[Required work]: Print the portion of the artificial womb passage below starting at "As Alan Flake, the" and ending at "a mature infant.", word for word.
Start of Excerpted passage
The concept behind the new artificial womb is fairly simple: fetal lambs were placed inside a soft, temperature-controlled plastic bag filled with amniotic fluid to mimic a real uterus and their umbilical cords were hooked up to a blood oxygenating machine. Unlike previous devices, however, the Philadelphia team's artificial womb uses the animal's own heart to circulate blood, rather than mechanical pumps which can hurt the animal and lead to development problems or lung issues later on.

As Alan Flake, the director of the hospital's Children's Institute for Surgical Science, told reporters, the device won't replace a real, living uterus just yet because it can't replicate the earliest stages of development. But for infants born around 22 or 23 weeks -- the earliest a premature child can be expected to survive outside the womb -- the new device presents a better solution than the incubators currently in use in neonatal wards. At the start of the test, the fetal lamb test subjects were roughly the same gestational age as a critically premature human fetus. After four weeks, however, eight lambs were "born" out of the sacks with normal, healthy development and lung function on par with a mature infant.

According to Flake, his research team has already been in contact with the US food and Drug Administration and trials of the device could start sometime in the next three to five years. The device itself, however, will likely get a less alarming and more "parent-friendly" redesign in the process, Flake said.
End of Excerpted passage
Start of Information supplied
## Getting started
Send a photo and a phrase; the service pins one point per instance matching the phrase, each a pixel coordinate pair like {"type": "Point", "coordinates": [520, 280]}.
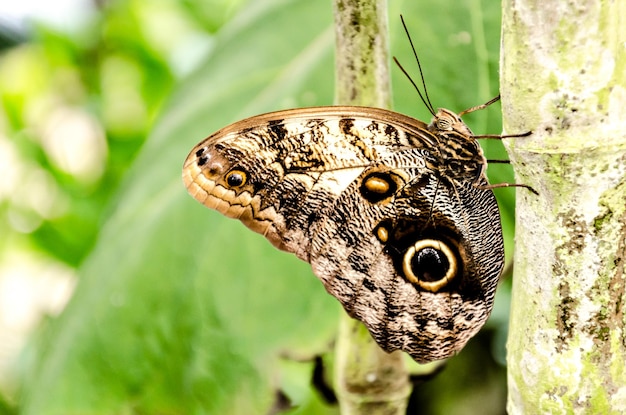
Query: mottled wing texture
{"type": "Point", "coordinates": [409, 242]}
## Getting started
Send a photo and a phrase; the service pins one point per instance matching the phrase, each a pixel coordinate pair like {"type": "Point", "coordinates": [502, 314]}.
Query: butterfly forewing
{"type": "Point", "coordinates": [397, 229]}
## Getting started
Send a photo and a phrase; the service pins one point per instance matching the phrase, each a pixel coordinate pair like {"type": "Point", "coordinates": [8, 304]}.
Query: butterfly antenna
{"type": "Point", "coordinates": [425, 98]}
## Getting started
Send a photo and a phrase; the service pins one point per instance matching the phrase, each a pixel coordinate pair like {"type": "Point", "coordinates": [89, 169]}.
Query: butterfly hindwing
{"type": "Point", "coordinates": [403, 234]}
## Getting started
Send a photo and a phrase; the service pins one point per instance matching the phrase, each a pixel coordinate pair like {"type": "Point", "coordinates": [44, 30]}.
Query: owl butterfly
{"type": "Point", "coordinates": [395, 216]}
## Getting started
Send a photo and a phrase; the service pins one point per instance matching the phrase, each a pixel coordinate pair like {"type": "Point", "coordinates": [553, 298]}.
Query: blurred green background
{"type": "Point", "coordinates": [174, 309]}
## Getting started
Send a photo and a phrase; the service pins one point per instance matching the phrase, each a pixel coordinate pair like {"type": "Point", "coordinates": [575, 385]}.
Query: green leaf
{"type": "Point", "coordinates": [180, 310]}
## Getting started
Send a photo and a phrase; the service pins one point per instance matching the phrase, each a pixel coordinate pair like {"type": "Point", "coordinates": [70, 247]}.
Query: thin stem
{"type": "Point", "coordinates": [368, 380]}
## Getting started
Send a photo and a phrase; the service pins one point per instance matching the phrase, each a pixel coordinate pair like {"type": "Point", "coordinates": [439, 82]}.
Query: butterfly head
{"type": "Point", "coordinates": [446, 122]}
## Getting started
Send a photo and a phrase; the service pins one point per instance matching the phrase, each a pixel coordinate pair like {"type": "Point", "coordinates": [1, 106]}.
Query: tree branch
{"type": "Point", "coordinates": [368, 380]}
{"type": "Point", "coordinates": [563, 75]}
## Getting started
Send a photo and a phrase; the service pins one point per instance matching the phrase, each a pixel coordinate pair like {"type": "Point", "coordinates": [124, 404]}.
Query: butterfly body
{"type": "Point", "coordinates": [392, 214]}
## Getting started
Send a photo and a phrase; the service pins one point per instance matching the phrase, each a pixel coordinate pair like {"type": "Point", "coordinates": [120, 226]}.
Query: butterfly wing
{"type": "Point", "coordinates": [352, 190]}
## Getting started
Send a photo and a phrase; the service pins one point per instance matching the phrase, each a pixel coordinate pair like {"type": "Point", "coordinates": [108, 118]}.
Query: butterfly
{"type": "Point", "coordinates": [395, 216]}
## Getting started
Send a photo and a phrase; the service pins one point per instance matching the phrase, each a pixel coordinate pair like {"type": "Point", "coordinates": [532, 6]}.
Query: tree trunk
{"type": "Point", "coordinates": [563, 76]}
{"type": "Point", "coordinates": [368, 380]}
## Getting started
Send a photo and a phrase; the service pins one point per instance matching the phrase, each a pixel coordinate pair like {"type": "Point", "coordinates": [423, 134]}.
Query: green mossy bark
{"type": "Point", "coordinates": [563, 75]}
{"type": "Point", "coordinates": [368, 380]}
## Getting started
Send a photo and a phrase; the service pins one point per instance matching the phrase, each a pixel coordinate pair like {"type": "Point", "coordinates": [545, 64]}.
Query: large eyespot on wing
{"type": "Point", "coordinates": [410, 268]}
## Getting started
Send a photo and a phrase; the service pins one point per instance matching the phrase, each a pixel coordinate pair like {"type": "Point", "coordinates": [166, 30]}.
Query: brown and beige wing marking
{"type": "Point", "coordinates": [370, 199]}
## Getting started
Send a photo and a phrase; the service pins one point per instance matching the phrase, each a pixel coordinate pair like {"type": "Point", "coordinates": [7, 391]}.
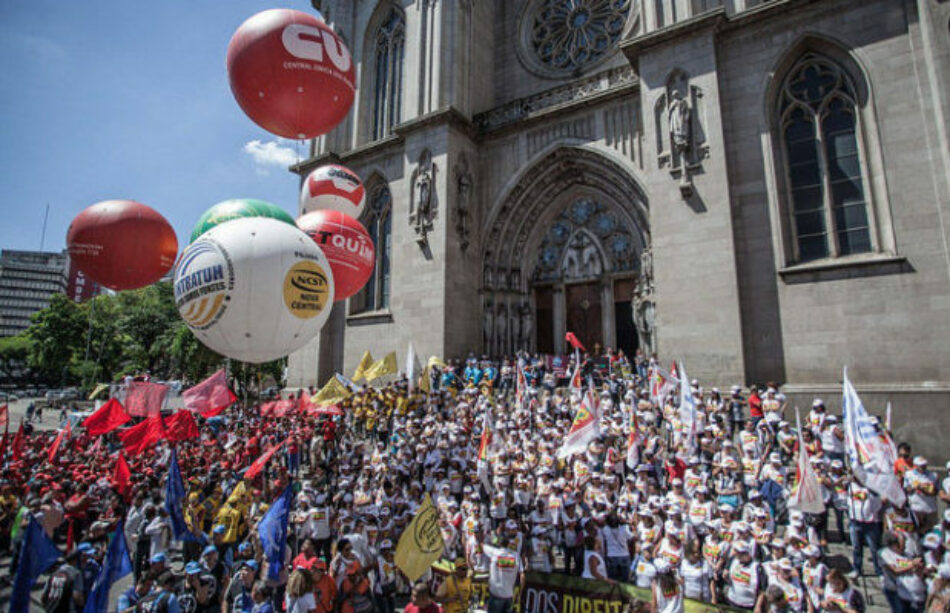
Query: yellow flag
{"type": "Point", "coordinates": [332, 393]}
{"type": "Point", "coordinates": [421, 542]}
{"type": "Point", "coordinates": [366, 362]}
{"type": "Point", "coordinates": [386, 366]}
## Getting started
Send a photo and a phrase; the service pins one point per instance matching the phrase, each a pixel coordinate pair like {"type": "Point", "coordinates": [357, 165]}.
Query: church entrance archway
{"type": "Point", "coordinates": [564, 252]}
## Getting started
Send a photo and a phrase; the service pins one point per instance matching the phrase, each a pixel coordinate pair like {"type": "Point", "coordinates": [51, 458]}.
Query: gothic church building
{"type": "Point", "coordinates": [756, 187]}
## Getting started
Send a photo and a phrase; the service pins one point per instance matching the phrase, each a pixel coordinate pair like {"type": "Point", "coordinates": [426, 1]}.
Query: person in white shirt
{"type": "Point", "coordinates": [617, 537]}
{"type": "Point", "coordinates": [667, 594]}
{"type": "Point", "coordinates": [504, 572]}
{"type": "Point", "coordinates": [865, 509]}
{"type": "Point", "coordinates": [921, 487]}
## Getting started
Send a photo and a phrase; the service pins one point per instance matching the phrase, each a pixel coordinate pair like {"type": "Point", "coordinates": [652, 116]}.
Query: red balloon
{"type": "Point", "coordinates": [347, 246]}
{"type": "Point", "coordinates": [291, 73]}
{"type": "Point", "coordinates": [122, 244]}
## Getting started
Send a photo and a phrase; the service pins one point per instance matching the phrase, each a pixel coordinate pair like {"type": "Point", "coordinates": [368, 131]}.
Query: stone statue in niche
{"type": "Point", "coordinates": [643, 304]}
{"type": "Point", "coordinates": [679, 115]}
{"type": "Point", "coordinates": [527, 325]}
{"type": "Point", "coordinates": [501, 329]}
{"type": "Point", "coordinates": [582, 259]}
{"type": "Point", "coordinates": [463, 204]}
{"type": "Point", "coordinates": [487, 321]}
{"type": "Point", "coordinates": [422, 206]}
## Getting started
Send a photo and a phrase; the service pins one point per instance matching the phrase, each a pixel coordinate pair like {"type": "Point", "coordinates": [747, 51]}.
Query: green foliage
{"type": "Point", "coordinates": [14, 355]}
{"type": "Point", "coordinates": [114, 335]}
End of Information supplied
[Answer for the task]:
As Alan Flake, the director of the hospital's Children's Institute for Surgical Science, told reporters, the device won't replace a real, living uterus just yet because it can't replicate the earliest stages of development. But for infants born around 22 or 23 weeks -- the earliest a premature child can be expected to survive outside the womb -- the new device presents a better solution than the incubators currently in use in neonatal wards. At the start of the test, the fetal lamb test subjects were roughly the same gestational age as a critically premature human fetus. After four weeks, however, eight lambs were "born" out of the sacks with normal, healthy development and lung function on par with a mature infant.